The video analysis unit 23 may contain a parser which parses video data, including any associated headers, in a manner known per se. If suitable data corresponding to a given format (for example so-called user data in MPEG-4) is present, a tag is extracted from the data. Using the example of user data, the video stream is parsed until the user data header start code (0x00, 0x00, 0x0, 0xB2) is encountered. Then all data is read until the next start code (0x00, 0x00, 0x01), the intermediate data is user data. If this data complies with a given (predetermined) tag format, the tag information may be extracted from this data.
Deriving or extracting the tag from the video stream may be achieved by producing and/or collecting special features of the video stream, in particular the video content. These features could include color information (such as color histograms, a selection of particular DCT coefficients of a selection of blocks within scattered positions in the image, dominant color information, statistical color moments, etc.), texture (statistical texture features such as edge-ness or texture transforms, structural features such as homogeneity and/or edge density), and/or shape (regenerative features such as boundaries or moments, and/or measurement features such as perimeter, corners and/or mass center). Other features may also be considered. E.g. a rough indication of the motion within a shot may be enough to relatively uniquely characterize it. Additionally, or alternatively, the tag information may be derived from the video stream using a special function, such as a so-called “hash” function which is well known in the field of cryptography. So-called fingerprinting techniques, which are known per se, may also be used to derive tags. Such techniques may involve producing a “fingerprint” from, for example, the DC components of image blocks, or the (variance of) motion vectors.

[Set problem 1]
Substitute "each on its own line" for "one per line" throughout the records, keeping every other line and word the same.
The passage on video tags has no connection to the records.

[Task inputs]
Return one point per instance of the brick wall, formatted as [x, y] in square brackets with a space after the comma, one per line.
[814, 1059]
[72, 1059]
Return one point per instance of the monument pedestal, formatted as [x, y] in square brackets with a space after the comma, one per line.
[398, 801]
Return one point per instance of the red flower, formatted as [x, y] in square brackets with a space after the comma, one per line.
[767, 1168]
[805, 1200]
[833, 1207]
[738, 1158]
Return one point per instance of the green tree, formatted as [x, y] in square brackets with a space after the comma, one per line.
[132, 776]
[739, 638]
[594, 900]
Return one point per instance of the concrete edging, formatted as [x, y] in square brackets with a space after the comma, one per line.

[Set problem 2]
Answer these from the passage on video tags:
(a) Which format is given as the example for user data?
(b) What kind of function from the field of cryptography may be used to derive tag information?
(c) From what may a fingerprint be produced, according to the examples given?

[Written answer 1]
Return one point per instance of the brick wall, formatted as [x, y] in square brackets with a space after the comma, each on its own line.
[814, 1059]
[72, 1059]
Return one point per instance of the monument pedestal, formatted as [x, y] in square brackets with a space after the comma, each on its own line.
[398, 801]
Return one point per instance of the red flower, formatted as [x, y] in square brackets with a space after the comma, each on its own line.
[767, 1168]
[805, 1200]
[833, 1207]
[738, 1158]
Return one point per instance of the green tree, formatted as [x, y] in square brackets with a space after the comma, each on its own line.
[132, 776]
[739, 638]
[594, 900]
Return one point per instance of the concrete edging, formatted as [x, y] in square brackets with a space after the comma, each on its own line.

[Written answer 2]
(a) MPEG-4
(b) A hash function
(c) The DC components of image blocks, or the (variance of) motion vectors